**About this exercise:**
Drop all images and give the records again exactly.

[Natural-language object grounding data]
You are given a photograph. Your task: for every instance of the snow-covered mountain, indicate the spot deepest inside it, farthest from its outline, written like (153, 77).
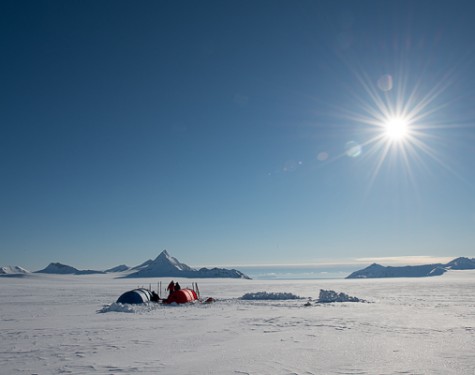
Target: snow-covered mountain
(378, 271)
(13, 270)
(63, 269)
(461, 263)
(165, 265)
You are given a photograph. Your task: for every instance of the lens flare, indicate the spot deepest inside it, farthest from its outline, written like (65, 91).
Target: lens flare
(396, 129)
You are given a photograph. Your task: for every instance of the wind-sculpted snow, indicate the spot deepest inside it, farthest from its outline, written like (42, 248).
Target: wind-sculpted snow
(64, 324)
(269, 296)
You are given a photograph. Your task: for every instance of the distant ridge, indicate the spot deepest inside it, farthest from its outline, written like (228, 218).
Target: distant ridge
(165, 265)
(375, 270)
(63, 269)
(120, 268)
(13, 271)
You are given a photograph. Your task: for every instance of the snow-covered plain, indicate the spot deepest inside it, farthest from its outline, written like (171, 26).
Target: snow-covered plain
(53, 324)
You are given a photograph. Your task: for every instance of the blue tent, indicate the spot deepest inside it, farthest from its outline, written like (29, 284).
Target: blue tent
(135, 296)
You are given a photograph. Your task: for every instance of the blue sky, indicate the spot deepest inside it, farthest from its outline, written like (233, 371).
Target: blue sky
(237, 132)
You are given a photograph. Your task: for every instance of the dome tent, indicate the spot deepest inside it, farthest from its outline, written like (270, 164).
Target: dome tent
(135, 296)
(182, 296)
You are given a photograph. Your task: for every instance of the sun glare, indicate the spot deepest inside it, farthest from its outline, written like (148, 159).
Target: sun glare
(396, 129)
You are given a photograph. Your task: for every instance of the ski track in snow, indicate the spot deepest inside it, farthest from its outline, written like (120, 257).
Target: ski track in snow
(54, 325)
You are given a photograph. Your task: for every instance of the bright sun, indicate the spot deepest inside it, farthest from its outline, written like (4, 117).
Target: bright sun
(396, 129)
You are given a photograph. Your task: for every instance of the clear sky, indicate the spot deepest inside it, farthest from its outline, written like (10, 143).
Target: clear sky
(235, 132)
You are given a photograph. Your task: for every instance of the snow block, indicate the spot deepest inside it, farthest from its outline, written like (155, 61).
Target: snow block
(135, 296)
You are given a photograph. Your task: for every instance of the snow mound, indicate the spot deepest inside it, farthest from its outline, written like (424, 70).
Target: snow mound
(117, 307)
(269, 296)
(328, 296)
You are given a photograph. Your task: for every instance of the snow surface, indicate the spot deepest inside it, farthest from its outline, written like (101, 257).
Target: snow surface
(65, 324)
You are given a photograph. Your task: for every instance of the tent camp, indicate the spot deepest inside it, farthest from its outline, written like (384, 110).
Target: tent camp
(182, 296)
(136, 296)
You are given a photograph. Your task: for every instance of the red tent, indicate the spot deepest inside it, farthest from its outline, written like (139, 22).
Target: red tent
(182, 296)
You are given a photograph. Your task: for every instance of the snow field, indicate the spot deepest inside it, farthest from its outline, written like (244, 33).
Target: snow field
(53, 325)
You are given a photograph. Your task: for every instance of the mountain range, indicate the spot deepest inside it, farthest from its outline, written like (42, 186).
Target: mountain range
(378, 271)
(164, 265)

**Result:**
You are given a photograph. Your task: for every instance of the snow-covered mountain, indicate the spot deepest inside it, farthest from its outline, written like (153, 77).
Target: snow-covered mountain
(378, 271)
(13, 270)
(63, 269)
(461, 263)
(165, 265)
You are given a photograph. Your task: for every instance of the lens flare, indicate the spot deepest inside it, farthest from its outline, written like (65, 91).
Target: lens flare
(396, 129)
You are given a photograph. Your task: for every instance of the wind-sculpted snow, indicate the spot deepest inside it, farthest from its outline, written like (42, 248).
Target: wind-sculpted snow
(64, 324)
(269, 296)
You are given a photograph. Your task: for every instance of the distant ridge, indicate the spot deepest inside it, farthest from its outline, written like (228, 218).
Target: distant ridge
(165, 265)
(375, 270)
(63, 269)
(120, 268)
(13, 271)
You are given a photograph. Your task: for every instance of the snow-covered plain, indicate the spot deepest inside it, farthest from its outline, written like (171, 26).
Target: snow-covered plain
(53, 324)
You are given a photograph. Your task: for every instance of the blue tent, indicate the spot deepest inside it, farthest from its outline, written like (29, 284).
Target: blue tent
(135, 296)
You are given a photograph. Your task: for every instance of the blue sky, indicate the spot deepest inside it, farthest from its outline, written like (233, 371).
Target: blue sky
(237, 132)
You are given a photograph. Your task: for every instance of the dome tent, indicate the spot deepest inside it, farthest from its outline, written like (270, 164).
Target: dome tent
(135, 296)
(182, 296)
You are given a photograph. Your task: for every instance of the sun glare, indicate the spot deepest inside it, farthest from its outline, written like (148, 159).
Target: sun glare
(396, 129)
You are given a photograph. Your task: for every instance of the ski track in snow, indicate the spot deepest inside it, farthest from its outline, written like (120, 257).
Target: ski track in snow
(54, 325)
You are given a photograph. Your task: for every instance of the bright sun, indicate the spot deepest inside it, farthest from its outline, written like (4, 117).
Target: bright sun
(396, 129)
You are given a photograph. Your task: for every instance of the clear sky, indicate the spot deepest inside it, farthest from its outline, written like (10, 143).
Target: clear sky
(235, 132)
You are given a photograph. Your task: for every instance of the snow block, indicate the spot deepest inside it, farthest from its outline, written like (155, 61).
Target: snow block
(135, 296)
You are given a photograph. Your task: for every instance of the snow mound, indicate the spot deepest inside it, farthest from its outline, written like (424, 70).
Target: snow mound
(117, 307)
(269, 296)
(328, 296)
You are given a photograph. Your task: for every instance of the snow surface, indicate the spot deepest inside it, farthest from its outline, written like (101, 257).
Target: snow surface
(65, 324)
You are given a photograph. Your task: for every instance of the tent camp, indicate the spot deepest inside it, farthest from its outline, written like (384, 110).
Target: tent camp
(182, 296)
(136, 296)
You are given a photograph. Your task: for every instance of the red tent, indicate the spot deepest inside it, farthest from its outline, written like (139, 22).
Target: red tent
(182, 296)
You are given a photograph. Your task: for every instance of the snow field, indicate the spot deepest inside it, farthest from its outline, written like (244, 33).
Target: snow field
(53, 325)
You are given a photograph. Your task: for every instance of the mountain range, indicate the spot deepest inside it, farthest from its outline, written like (42, 186).
Target: mountain range
(378, 271)
(164, 265)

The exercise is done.